▶ CHALLENGE A: In the resiliency and retry settings tutorial, what status does the transaction show after a payment is sent while the fraud-sim container is stopped?

▶ SOURCE EXCERPT:
-=-=-=-=-

RES1 - Resiliency and Retry Settings (HTTP)
|
Getting Started
The tutorial step uses the If at anytime you want to see the solution to this step, this can be found on the |
In CON3 - Writing your own connector (HTTP), we connected our application with an external test fraud systems. This gave us an synchronous connection to an external system which is inherently less stable than using Kafka or JMS. And our landscape at this point in the tutorials looks like;
In this tutorial we are going to look at how we can control the resiliency and retry settings in a best effort to allow the HTTP call to be successful. We will do this by simulating failures of the fraud-sim such that HTTP calls to that service will fail.
Starting the Application
If the environment is not running, we need to start up our docker environment. To do this from the docker directory of the project, run the following command:
docker-compose -f application.yml up -d
This should start all applications and simulators. We can check whether the containers are started and healthy using the command:
docker-compose -f application.yml ps
Validate BAU Processing
Lets check everything is working BAU first will all simulator end points up and functioning, send in a payment:
curl -X POST localhost:8080/submit -H 'Content-Type: application/json' -d '{"value": "25"}' | jq
Checking the payment in the Developer GUI we can see the messages being sent and spot the OlafRequest & OlafResponse messages to the fraud-sim (search by unit of work id, click view, click ipf tutorial flow, click messages) then we see:
Failure Scenario Test
Assuming all is well with the BAU processing, lets test the scenario where the fraud-sim is down and OlafResponses are not coming back. The easiest way to do this is to stop the fraud-sim container:
docker stop fraud-sim
Once the container is down we can send in another payment request:
curl -X POST localhost:8080/submit -H 'Content-Type: application/json' -d '{"value": "24"}' | jq
Checking the payment in GUI again you should see the OlafRequest being sent but not OlafResponse coming back and the status of the transaction itself shows as PENDING:
Finally from the GUI we can see the system event which has been generated for this failure:
Its also worth check the container logs to see the exception and the specific errors (this will become important as we configure the service to retry the HTTP call). You will note there are no more errors, processing is effectively stalled with our current configuration:
2022-10-27 09:43:17.245 ERROR c.i.i.c.c.RequestReplySendConnector - Fraud Send connector returned a response without associated response, response: DeliveryOutcome(deliveryReport=DeliveryReport(outcome=FAILURE, deliveryException=java.util.concurrent.CompletionException: java.lang.IllegalStateException: No closed routees for connector: Fraud. Calls are failing fast), response=null)

-=-=-=-=-

▶ SOURCE MATERIAL:
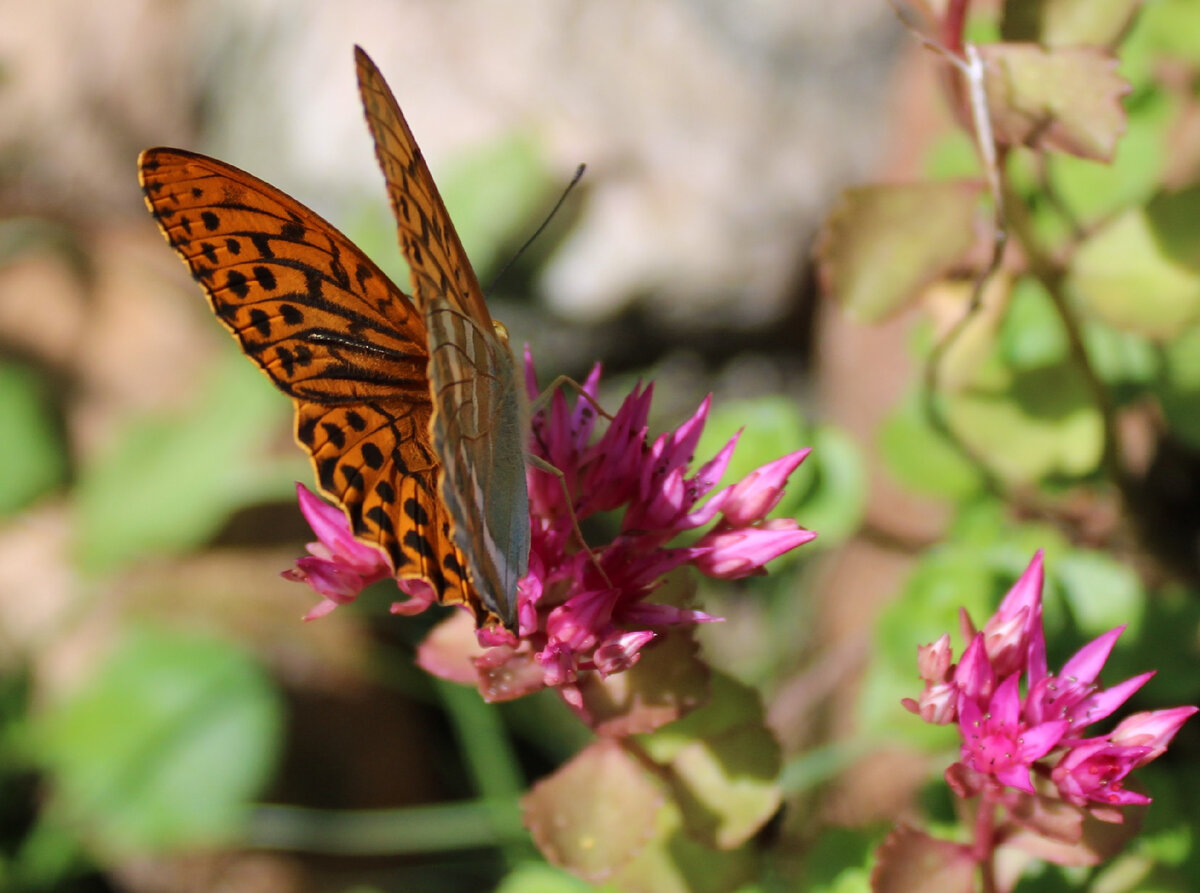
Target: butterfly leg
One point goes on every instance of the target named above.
(544, 466)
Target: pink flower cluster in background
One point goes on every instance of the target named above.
(1009, 738)
(589, 610)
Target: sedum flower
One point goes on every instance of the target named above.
(1009, 737)
(337, 565)
(999, 743)
(591, 610)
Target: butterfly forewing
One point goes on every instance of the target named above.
(333, 331)
(431, 245)
(479, 430)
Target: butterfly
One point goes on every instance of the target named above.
(411, 408)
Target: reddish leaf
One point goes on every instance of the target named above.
(881, 244)
(1066, 100)
(911, 861)
(1057, 832)
(595, 813)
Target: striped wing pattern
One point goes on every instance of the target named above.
(333, 333)
(479, 425)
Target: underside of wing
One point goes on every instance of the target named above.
(439, 265)
(478, 433)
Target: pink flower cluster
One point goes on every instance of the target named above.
(582, 610)
(1009, 738)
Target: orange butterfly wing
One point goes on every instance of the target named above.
(431, 245)
(333, 333)
(480, 429)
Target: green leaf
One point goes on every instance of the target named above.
(1141, 271)
(493, 193)
(1102, 592)
(31, 451)
(921, 459)
(871, 257)
(1164, 30)
(594, 814)
(1032, 334)
(1122, 359)
(168, 484)
(1041, 424)
(771, 426)
(1065, 100)
(538, 877)
(837, 501)
(724, 763)
(165, 744)
(1068, 23)
(675, 863)
(1179, 393)
(1092, 191)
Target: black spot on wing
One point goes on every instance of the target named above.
(261, 321)
(237, 283)
(372, 455)
(264, 277)
(417, 513)
(378, 516)
(335, 435)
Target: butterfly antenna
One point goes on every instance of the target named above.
(571, 185)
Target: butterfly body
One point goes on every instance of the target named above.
(411, 409)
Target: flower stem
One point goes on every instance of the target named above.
(984, 846)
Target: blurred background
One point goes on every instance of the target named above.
(167, 723)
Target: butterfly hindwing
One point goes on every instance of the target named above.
(479, 433)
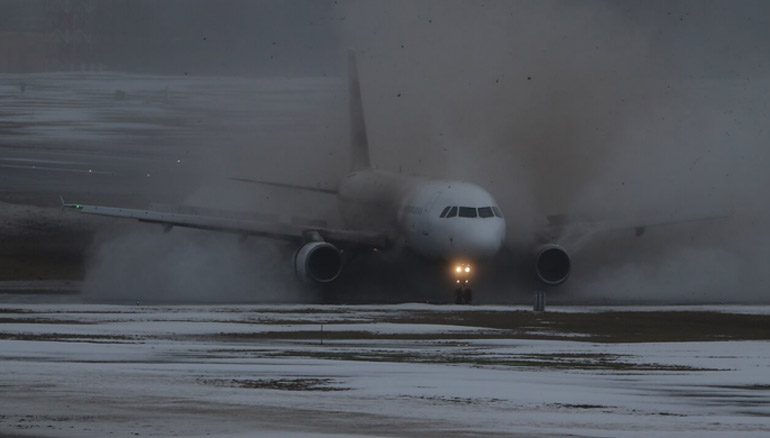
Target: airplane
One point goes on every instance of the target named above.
(456, 222)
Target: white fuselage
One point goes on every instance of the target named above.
(450, 220)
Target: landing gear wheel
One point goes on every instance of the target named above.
(459, 295)
(463, 295)
(467, 295)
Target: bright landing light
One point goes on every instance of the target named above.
(462, 270)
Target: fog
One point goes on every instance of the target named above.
(608, 112)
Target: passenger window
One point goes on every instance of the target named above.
(467, 212)
(485, 212)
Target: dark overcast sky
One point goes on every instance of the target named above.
(302, 37)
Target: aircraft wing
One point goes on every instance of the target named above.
(242, 226)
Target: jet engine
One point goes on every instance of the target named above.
(552, 264)
(320, 262)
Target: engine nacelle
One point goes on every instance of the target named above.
(552, 264)
(318, 261)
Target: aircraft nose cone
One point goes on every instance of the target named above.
(480, 242)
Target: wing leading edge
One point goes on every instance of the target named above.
(244, 227)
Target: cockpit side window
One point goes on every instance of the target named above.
(485, 212)
(467, 212)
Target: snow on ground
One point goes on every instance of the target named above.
(228, 370)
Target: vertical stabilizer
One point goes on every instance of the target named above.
(359, 144)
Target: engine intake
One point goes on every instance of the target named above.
(318, 261)
(552, 264)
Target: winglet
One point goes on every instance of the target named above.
(64, 204)
(359, 143)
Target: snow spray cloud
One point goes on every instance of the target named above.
(599, 110)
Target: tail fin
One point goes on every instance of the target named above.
(359, 144)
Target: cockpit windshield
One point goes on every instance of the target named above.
(467, 212)
(470, 212)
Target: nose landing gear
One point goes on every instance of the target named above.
(463, 292)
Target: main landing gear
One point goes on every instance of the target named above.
(463, 292)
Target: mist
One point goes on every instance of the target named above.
(602, 111)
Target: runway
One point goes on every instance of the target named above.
(412, 369)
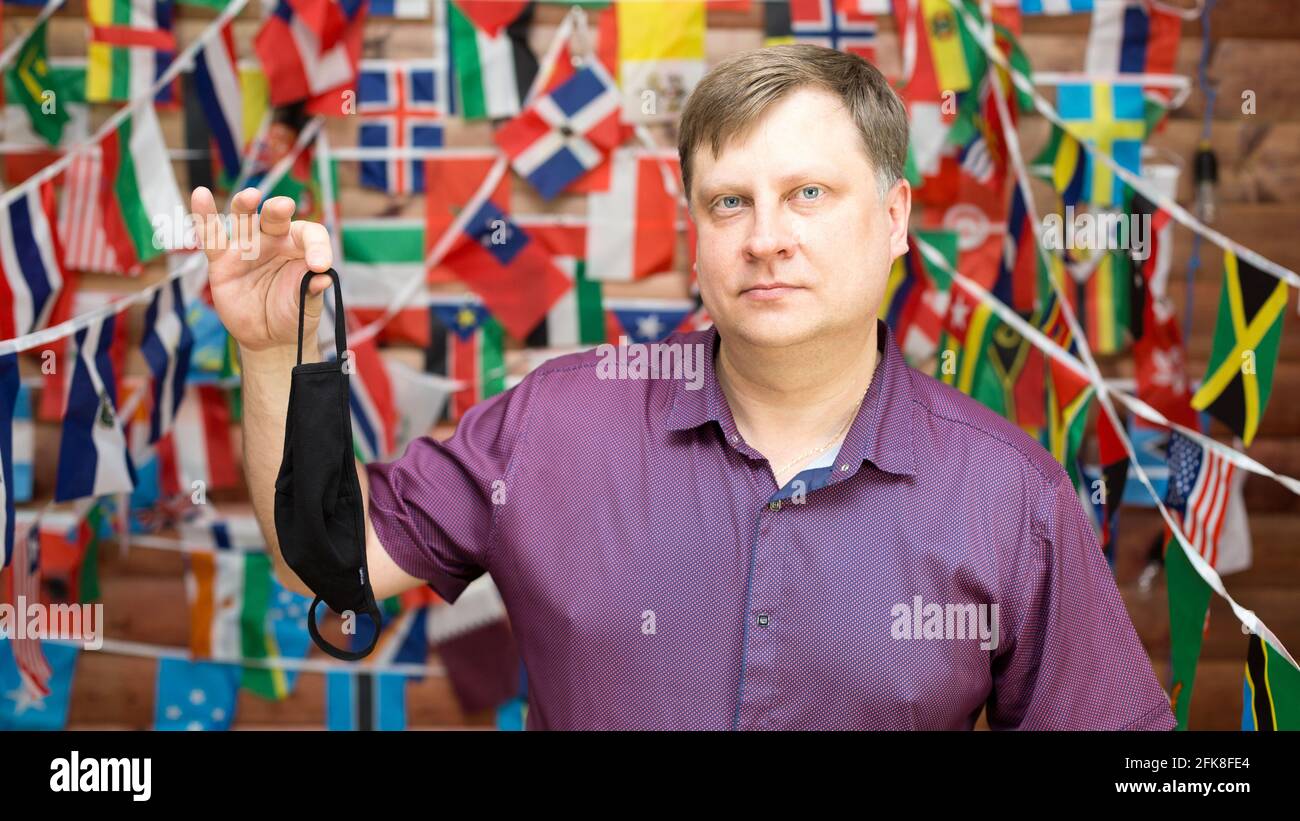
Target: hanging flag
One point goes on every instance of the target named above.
(1247, 334)
(167, 344)
(380, 256)
(420, 398)
(1188, 618)
(401, 109)
(466, 343)
(31, 277)
(31, 83)
(9, 385)
(217, 88)
(661, 57)
(22, 709)
(645, 320)
(1112, 120)
(135, 190)
(632, 227)
(1199, 489)
(577, 318)
(310, 51)
(375, 417)
(130, 46)
(195, 695)
(1270, 691)
(1064, 163)
(835, 24)
(81, 225)
(92, 456)
(511, 272)
(490, 74)
(199, 447)
(564, 133)
(1054, 7)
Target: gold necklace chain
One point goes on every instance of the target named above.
(833, 439)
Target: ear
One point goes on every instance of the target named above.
(898, 212)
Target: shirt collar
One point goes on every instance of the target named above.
(880, 434)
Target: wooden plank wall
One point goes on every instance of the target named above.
(1256, 48)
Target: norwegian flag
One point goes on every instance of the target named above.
(401, 108)
(564, 133)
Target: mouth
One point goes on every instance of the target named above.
(770, 291)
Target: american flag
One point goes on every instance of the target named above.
(25, 587)
(1200, 482)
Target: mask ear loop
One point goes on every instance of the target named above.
(339, 322)
(342, 655)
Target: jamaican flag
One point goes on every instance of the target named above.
(1270, 694)
(1247, 334)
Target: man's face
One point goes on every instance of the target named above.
(796, 203)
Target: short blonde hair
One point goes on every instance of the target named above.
(733, 95)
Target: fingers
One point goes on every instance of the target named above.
(312, 239)
(243, 205)
(276, 214)
(209, 229)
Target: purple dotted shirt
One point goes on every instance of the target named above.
(657, 578)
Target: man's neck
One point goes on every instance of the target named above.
(787, 400)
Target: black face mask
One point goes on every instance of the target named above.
(320, 517)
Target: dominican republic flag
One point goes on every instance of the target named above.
(1200, 485)
(31, 274)
(510, 270)
(632, 227)
(375, 417)
(836, 25)
(167, 346)
(564, 133)
(92, 455)
(216, 79)
(646, 320)
(401, 108)
(310, 51)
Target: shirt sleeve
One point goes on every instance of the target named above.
(1075, 661)
(434, 507)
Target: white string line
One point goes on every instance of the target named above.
(984, 37)
(1134, 181)
(1048, 346)
(182, 61)
(13, 48)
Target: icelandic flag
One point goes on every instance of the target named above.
(167, 346)
(564, 133)
(9, 382)
(31, 274)
(401, 108)
(646, 320)
(92, 455)
(216, 78)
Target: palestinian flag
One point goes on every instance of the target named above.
(1247, 334)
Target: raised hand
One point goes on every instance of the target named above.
(256, 269)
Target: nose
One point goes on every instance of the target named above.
(771, 234)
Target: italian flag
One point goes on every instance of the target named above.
(138, 186)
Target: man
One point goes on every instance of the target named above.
(793, 543)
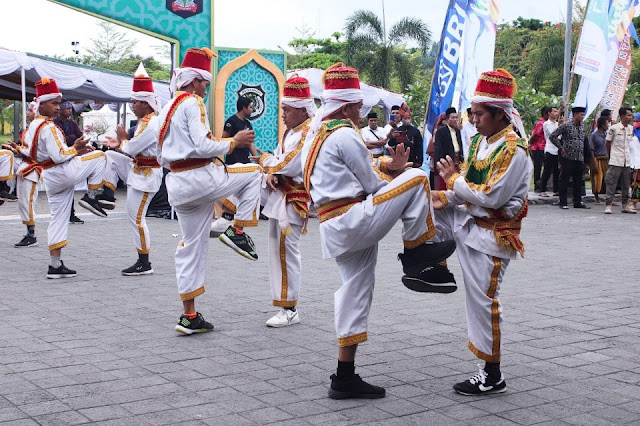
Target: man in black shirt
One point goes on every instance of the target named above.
(235, 123)
(410, 136)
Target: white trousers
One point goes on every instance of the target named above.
(195, 217)
(482, 275)
(27, 192)
(120, 166)
(60, 182)
(284, 264)
(406, 198)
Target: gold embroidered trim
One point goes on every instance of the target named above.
(352, 340)
(193, 294)
(56, 246)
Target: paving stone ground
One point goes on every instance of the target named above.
(100, 348)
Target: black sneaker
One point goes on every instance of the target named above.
(415, 260)
(92, 205)
(27, 241)
(140, 268)
(106, 201)
(432, 279)
(481, 384)
(353, 387)
(75, 220)
(240, 243)
(60, 272)
(196, 325)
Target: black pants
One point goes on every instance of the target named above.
(571, 169)
(538, 161)
(550, 168)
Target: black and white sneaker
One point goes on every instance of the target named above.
(106, 201)
(140, 268)
(353, 387)
(92, 205)
(191, 326)
(428, 254)
(481, 384)
(27, 241)
(432, 279)
(60, 272)
(240, 243)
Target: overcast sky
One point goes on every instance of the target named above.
(41, 27)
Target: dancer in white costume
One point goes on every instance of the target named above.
(356, 209)
(186, 147)
(286, 202)
(135, 162)
(27, 179)
(62, 169)
(483, 210)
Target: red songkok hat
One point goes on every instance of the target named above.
(47, 86)
(297, 87)
(198, 58)
(338, 77)
(498, 84)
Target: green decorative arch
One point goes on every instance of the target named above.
(157, 18)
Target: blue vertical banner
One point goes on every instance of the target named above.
(447, 64)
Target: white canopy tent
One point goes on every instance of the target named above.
(373, 95)
(19, 71)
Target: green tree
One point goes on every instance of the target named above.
(381, 56)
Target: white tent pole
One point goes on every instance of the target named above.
(24, 99)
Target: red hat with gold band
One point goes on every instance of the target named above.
(498, 84)
(297, 88)
(47, 86)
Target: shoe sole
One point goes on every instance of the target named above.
(227, 242)
(89, 207)
(283, 325)
(133, 274)
(55, 277)
(188, 332)
(420, 286)
(29, 245)
(334, 394)
(503, 390)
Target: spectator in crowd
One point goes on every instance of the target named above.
(448, 142)
(618, 140)
(550, 155)
(634, 150)
(72, 131)
(374, 137)
(537, 144)
(597, 143)
(468, 131)
(235, 123)
(409, 135)
(570, 140)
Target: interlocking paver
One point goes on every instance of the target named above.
(100, 348)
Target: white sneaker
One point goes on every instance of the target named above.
(283, 318)
(219, 226)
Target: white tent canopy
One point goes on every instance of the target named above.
(373, 95)
(75, 81)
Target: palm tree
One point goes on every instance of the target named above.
(380, 55)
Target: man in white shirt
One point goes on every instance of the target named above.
(550, 155)
(374, 137)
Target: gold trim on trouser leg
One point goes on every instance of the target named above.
(32, 219)
(283, 302)
(352, 340)
(58, 245)
(495, 317)
(193, 294)
(143, 243)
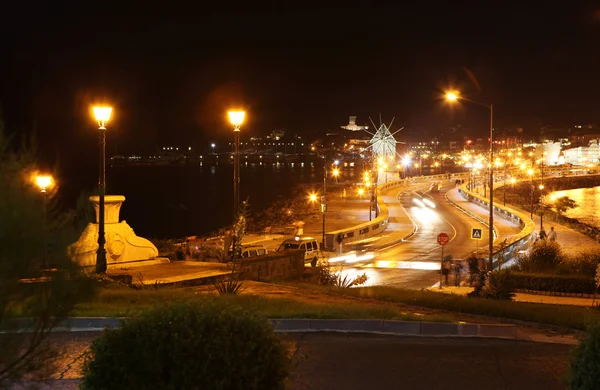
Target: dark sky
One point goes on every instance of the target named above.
(172, 71)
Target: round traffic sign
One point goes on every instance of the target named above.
(443, 239)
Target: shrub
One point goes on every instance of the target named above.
(554, 283)
(500, 285)
(544, 257)
(584, 373)
(201, 345)
(586, 263)
(229, 287)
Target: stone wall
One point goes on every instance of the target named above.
(274, 266)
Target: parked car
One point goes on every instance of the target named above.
(253, 251)
(307, 244)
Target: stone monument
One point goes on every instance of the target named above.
(122, 245)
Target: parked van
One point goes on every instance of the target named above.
(253, 251)
(307, 244)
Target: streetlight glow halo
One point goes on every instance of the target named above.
(236, 117)
(43, 182)
(102, 114)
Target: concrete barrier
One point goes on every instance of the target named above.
(515, 244)
(379, 224)
(403, 328)
(365, 229)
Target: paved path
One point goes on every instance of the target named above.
(363, 361)
(523, 297)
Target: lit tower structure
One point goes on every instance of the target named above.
(383, 151)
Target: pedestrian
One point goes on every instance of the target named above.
(473, 268)
(457, 268)
(446, 269)
(552, 235)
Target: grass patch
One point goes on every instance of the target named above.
(575, 317)
(123, 302)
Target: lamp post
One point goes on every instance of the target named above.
(541, 207)
(454, 97)
(44, 182)
(530, 173)
(236, 118)
(323, 201)
(102, 115)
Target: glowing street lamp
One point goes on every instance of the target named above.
(102, 115)
(236, 118)
(44, 182)
(453, 96)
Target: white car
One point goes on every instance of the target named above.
(307, 244)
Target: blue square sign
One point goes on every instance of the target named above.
(476, 234)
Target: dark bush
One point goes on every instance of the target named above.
(201, 345)
(544, 257)
(586, 263)
(500, 285)
(554, 283)
(584, 373)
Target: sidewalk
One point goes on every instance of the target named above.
(400, 225)
(572, 242)
(504, 228)
(521, 297)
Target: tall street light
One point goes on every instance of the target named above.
(44, 182)
(102, 115)
(530, 173)
(236, 118)
(324, 201)
(452, 97)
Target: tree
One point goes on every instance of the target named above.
(564, 203)
(45, 297)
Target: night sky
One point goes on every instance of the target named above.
(172, 71)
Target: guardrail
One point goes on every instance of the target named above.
(514, 244)
(366, 229)
(379, 224)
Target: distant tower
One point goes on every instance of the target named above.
(352, 126)
(384, 144)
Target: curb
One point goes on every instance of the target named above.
(290, 325)
(470, 214)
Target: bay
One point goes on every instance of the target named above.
(588, 204)
(178, 201)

-=-=-=-=-

▶ CHALLENGE B: Report only the number of lines in the records that contain the word "landing".

▶ WORKED ANSWER A: PENDING

▶ WORKED ANSWER B: 4